Problem to work on: Only the lines holding the string "cluster" are needed; copy each of them from the data.

Exercise material:
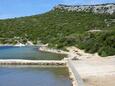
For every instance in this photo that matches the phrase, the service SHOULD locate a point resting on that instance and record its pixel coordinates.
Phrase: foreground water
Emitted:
(34, 77)
(10, 52)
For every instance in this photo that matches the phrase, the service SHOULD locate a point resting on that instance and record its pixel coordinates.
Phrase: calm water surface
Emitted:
(34, 77)
(10, 52)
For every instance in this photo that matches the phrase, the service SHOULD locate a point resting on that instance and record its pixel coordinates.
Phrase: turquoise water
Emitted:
(10, 52)
(34, 77)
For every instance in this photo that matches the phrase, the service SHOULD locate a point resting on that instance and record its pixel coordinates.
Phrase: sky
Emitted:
(18, 8)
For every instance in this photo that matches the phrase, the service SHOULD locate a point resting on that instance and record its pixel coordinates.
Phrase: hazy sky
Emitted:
(17, 8)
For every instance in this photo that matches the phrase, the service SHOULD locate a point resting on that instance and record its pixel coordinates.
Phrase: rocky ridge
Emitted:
(100, 8)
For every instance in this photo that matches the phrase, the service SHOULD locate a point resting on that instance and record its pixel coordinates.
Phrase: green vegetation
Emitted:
(61, 28)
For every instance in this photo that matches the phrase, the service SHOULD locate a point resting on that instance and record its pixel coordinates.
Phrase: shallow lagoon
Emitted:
(34, 77)
(28, 52)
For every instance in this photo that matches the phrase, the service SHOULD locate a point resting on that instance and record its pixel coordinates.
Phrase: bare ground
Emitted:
(93, 69)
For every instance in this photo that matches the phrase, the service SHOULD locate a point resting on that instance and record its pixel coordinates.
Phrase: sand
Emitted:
(93, 69)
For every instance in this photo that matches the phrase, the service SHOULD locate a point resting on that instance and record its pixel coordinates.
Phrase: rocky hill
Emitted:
(101, 8)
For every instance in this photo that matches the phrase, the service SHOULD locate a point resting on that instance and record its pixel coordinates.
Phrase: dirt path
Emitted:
(94, 70)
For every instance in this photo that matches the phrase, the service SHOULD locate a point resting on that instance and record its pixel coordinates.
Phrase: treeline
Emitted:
(61, 28)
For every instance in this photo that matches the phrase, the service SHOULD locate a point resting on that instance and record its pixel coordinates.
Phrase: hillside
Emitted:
(93, 32)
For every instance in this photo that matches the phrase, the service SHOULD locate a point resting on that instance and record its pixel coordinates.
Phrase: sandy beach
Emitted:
(93, 69)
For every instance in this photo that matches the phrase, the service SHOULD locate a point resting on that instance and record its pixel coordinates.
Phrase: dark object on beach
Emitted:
(75, 58)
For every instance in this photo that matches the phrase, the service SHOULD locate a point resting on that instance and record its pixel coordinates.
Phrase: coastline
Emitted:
(92, 68)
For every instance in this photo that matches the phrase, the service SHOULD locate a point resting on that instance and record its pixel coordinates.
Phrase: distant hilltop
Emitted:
(100, 8)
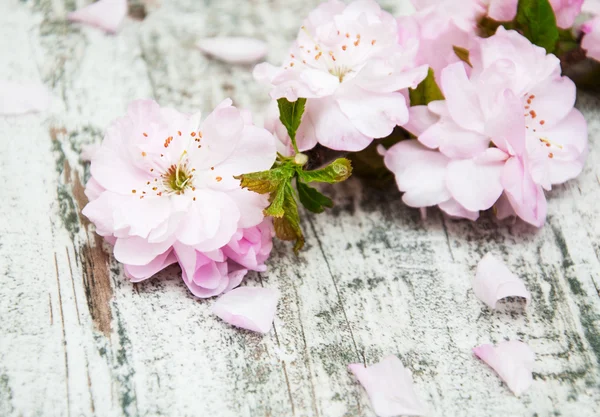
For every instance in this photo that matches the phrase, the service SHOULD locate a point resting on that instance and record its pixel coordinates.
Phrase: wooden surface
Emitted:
(78, 339)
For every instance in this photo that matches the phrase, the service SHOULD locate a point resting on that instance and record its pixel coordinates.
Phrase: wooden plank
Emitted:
(76, 338)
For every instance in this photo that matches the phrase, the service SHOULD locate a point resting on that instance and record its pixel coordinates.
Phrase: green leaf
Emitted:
(426, 92)
(339, 170)
(311, 198)
(462, 54)
(290, 114)
(264, 182)
(535, 18)
(287, 227)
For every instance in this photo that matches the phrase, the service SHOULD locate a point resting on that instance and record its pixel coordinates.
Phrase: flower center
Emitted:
(177, 178)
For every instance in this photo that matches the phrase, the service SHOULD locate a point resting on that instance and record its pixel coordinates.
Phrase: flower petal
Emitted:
(420, 173)
(137, 273)
(22, 98)
(374, 114)
(494, 281)
(475, 183)
(390, 387)
(512, 360)
(251, 308)
(104, 14)
(235, 50)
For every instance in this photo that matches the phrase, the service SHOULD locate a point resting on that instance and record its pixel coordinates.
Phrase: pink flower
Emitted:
(591, 39)
(515, 99)
(162, 191)
(349, 65)
(565, 11)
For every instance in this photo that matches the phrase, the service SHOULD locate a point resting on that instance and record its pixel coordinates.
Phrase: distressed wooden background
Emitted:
(78, 339)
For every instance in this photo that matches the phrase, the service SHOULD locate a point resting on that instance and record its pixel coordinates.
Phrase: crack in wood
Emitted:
(64, 334)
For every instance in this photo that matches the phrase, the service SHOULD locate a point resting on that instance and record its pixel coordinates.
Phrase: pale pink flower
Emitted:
(591, 38)
(162, 190)
(349, 65)
(565, 11)
(516, 99)
(512, 360)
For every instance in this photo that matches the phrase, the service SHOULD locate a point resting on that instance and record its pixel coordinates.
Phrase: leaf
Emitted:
(264, 182)
(426, 91)
(287, 227)
(462, 54)
(535, 18)
(290, 114)
(312, 199)
(339, 170)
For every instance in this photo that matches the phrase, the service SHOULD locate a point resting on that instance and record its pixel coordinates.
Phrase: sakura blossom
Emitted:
(162, 190)
(348, 62)
(514, 99)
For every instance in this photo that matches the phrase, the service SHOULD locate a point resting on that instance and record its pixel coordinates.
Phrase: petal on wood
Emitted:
(103, 14)
(235, 50)
(251, 308)
(22, 98)
(390, 388)
(494, 281)
(513, 362)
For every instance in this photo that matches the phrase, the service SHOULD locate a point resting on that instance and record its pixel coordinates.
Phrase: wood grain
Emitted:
(78, 339)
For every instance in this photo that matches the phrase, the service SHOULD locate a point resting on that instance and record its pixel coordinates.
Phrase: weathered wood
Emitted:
(76, 338)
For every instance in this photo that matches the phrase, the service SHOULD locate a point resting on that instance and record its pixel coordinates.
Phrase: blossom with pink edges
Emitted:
(162, 190)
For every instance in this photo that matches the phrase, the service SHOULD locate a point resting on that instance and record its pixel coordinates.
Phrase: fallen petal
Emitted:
(22, 98)
(513, 362)
(103, 14)
(390, 387)
(494, 281)
(235, 50)
(251, 308)
(88, 151)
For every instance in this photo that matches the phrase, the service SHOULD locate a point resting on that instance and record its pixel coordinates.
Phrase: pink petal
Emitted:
(22, 98)
(88, 151)
(420, 173)
(251, 308)
(475, 183)
(104, 14)
(503, 10)
(374, 114)
(512, 360)
(137, 273)
(235, 50)
(390, 388)
(494, 281)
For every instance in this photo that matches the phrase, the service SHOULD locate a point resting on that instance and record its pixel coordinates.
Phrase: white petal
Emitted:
(494, 281)
(390, 388)
(21, 98)
(513, 362)
(235, 50)
(104, 14)
(251, 308)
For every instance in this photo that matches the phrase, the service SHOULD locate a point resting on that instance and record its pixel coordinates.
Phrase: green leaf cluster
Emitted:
(277, 182)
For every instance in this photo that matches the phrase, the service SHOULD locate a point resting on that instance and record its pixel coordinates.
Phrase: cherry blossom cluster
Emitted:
(162, 191)
(503, 130)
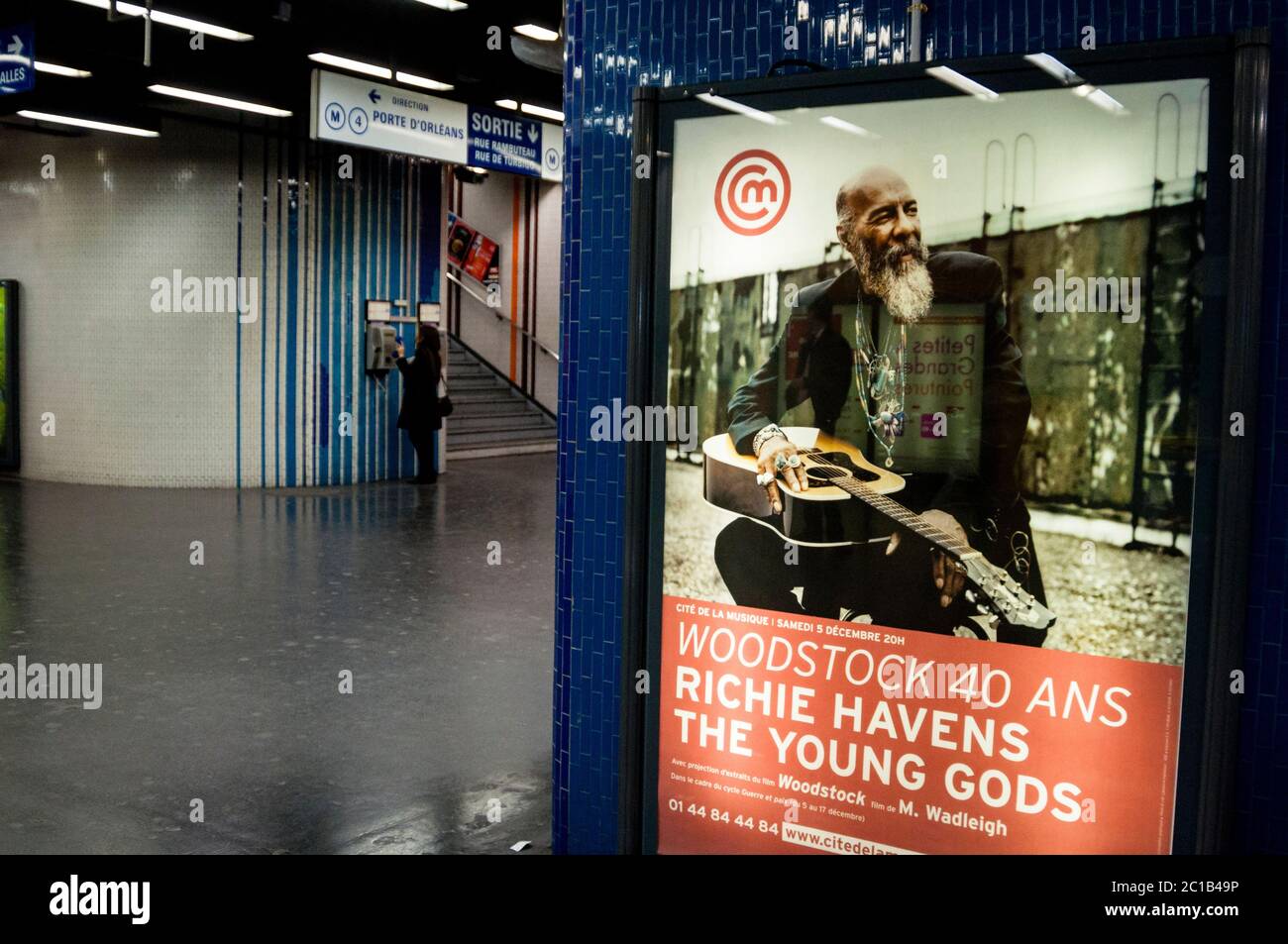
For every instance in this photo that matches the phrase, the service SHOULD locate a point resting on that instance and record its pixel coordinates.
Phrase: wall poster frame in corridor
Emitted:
(9, 387)
(944, 548)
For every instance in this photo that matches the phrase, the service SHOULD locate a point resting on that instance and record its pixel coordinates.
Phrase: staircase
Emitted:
(489, 417)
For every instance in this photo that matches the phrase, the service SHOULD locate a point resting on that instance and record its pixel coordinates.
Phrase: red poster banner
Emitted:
(794, 734)
(481, 259)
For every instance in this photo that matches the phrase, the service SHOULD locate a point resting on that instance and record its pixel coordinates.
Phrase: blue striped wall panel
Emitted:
(322, 246)
(614, 46)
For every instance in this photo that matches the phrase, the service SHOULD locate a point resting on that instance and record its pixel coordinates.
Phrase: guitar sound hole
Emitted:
(823, 474)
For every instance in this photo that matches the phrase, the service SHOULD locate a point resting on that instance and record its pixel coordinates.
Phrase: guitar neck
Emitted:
(892, 509)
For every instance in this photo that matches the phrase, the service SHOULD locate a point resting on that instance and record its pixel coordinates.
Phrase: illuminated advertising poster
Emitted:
(926, 553)
(472, 252)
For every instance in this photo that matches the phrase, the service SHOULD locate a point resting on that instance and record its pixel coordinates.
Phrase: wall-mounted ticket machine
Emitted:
(380, 348)
(381, 338)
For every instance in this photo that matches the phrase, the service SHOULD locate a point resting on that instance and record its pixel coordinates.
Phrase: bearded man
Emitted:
(894, 578)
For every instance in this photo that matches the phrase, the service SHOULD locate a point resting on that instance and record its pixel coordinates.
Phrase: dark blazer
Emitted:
(419, 412)
(824, 369)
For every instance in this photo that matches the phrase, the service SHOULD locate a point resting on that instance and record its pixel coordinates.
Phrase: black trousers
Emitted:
(898, 590)
(423, 441)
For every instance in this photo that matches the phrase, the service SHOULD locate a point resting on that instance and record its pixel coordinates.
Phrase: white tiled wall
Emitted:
(137, 398)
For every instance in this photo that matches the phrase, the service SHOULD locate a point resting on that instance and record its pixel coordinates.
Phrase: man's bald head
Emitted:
(877, 224)
(870, 187)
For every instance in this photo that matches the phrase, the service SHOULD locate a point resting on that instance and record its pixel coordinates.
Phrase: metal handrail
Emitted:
(522, 330)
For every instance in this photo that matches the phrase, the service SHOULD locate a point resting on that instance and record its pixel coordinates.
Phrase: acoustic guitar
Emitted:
(848, 502)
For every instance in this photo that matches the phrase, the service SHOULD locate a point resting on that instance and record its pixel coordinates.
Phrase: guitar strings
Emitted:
(889, 506)
(901, 514)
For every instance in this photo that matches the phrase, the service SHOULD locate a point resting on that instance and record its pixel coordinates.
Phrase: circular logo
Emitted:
(752, 192)
(334, 116)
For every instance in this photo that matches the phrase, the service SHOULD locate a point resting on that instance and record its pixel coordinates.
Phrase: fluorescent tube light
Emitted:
(172, 20)
(536, 33)
(220, 101)
(86, 123)
(541, 112)
(1102, 99)
(729, 104)
(352, 64)
(408, 78)
(841, 125)
(62, 69)
(962, 84)
(1055, 68)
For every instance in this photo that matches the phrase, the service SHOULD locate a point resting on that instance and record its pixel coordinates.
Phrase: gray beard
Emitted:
(906, 294)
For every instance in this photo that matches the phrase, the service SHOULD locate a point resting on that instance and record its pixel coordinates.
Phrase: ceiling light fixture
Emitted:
(86, 123)
(1055, 68)
(962, 84)
(220, 101)
(352, 64)
(62, 69)
(1102, 99)
(730, 106)
(841, 125)
(408, 78)
(172, 20)
(541, 112)
(536, 33)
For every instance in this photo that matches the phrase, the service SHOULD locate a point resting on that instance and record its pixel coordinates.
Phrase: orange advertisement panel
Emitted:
(794, 734)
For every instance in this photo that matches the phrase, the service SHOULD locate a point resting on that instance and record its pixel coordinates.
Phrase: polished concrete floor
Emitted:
(222, 681)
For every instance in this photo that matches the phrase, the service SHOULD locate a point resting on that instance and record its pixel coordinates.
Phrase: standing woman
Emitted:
(420, 413)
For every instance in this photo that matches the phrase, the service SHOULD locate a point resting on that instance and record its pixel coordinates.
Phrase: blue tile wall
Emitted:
(614, 46)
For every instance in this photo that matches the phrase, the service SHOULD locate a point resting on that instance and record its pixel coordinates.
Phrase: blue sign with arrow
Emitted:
(17, 58)
(503, 141)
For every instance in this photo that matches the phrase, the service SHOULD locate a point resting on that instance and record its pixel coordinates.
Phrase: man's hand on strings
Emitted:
(949, 578)
(769, 465)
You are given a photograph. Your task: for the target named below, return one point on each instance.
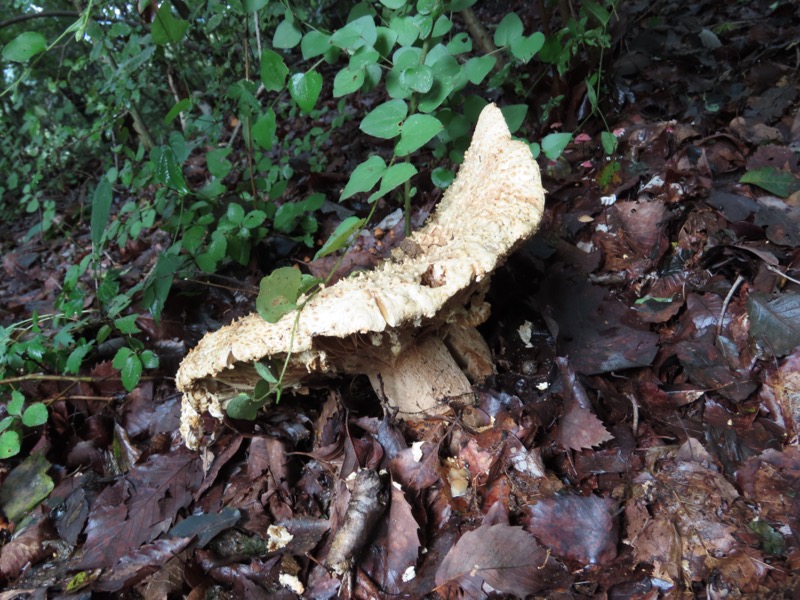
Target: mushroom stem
(421, 380)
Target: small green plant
(19, 416)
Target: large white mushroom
(409, 324)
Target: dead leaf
(506, 558)
(579, 428)
(139, 507)
(581, 528)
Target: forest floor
(639, 438)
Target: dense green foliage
(133, 100)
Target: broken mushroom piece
(409, 324)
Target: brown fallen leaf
(579, 427)
(505, 558)
(139, 507)
(582, 528)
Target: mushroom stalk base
(422, 380)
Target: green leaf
(509, 29)
(597, 11)
(442, 178)
(553, 144)
(158, 285)
(167, 170)
(25, 46)
(273, 71)
(130, 367)
(347, 81)
(775, 322)
(384, 120)
(287, 35)
(775, 181)
(251, 6)
(35, 415)
(514, 115)
(215, 252)
(478, 67)
(278, 293)
(355, 34)
(363, 57)
(235, 214)
(305, 89)
(609, 141)
(395, 176)
(166, 28)
(407, 31)
(289, 213)
(7, 422)
(442, 26)
(243, 407)
(364, 177)
(16, 403)
(127, 325)
(386, 40)
(9, 444)
(314, 43)
(149, 359)
(101, 208)
(418, 78)
(263, 130)
(75, 358)
(525, 48)
(25, 487)
(265, 372)
(177, 109)
(254, 218)
(415, 132)
(460, 43)
(339, 238)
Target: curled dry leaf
(506, 558)
(582, 528)
(367, 503)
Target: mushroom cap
(493, 205)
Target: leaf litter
(640, 442)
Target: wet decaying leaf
(591, 327)
(368, 500)
(581, 528)
(688, 521)
(501, 557)
(139, 507)
(579, 427)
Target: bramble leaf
(25, 46)
(384, 120)
(417, 131)
(340, 236)
(305, 89)
(364, 177)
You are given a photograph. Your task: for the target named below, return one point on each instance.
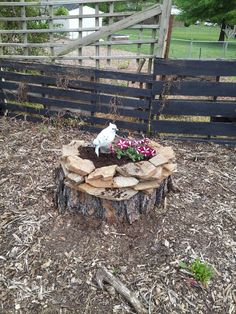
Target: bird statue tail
(97, 150)
(95, 142)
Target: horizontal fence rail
(87, 96)
(192, 101)
(44, 30)
(180, 99)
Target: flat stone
(124, 182)
(118, 194)
(171, 167)
(87, 188)
(147, 185)
(78, 165)
(106, 173)
(157, 175)
(76, 178)
(141, 170)
(100, 183)
(72, 148)
(158, 160)
(166, 151)
(148, 191)
(63, 165)
(155, 145)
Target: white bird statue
(105, 138)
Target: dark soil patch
(103, 159)
(49, 261)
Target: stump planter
(111, 189)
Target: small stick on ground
(103, 275)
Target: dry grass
(48, 262)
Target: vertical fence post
(24, 27)
(3, 100)
(164, 24)
(190, 49)
(109, 38)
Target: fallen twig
(103, 275)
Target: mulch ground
(48, 262)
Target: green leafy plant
(201, 271)
(130, 152)
(116, 271)
(135, 150)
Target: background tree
(222, 12)
(38, 24)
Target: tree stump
(67, 197)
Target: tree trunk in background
(222, 31)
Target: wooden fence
(38, 31)
(198, 99)
(182, 99)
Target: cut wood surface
(109, 30)
(68, 198)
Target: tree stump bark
(68, 198)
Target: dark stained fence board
(87, 119)
(76, 84)
(75, 71)
(195, 108)
(197, 128)
(194, 67)
(196, 88)
(61, 105)
(218, 140)
(99, 99)
(120, 124)
(69, 93)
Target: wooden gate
(184, 99)
(40, 31)
(195, 100)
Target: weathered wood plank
(65, 105)
(99, 99)
(197, 128)
(45, 3)
(47, 58)
(64, 17)
(217, 140)
(108, 30)
(89, 86)
(195, 88)
(195, 67)
(195, 108)
(22, 110)
(51, 69)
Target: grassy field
(181, 46)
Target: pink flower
(146, 151)
(112, 150)
(122, 144)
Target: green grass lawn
(181, 46)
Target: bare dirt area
(48, 262)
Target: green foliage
(212, 10)
(116, 271)
(201, 271)
(216, 11)
(61, 11)
(38, 24)
(130, 152)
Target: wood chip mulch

Solution for this problem:
Phrase: green leaf cluster
Phrase: cherry blossom cluster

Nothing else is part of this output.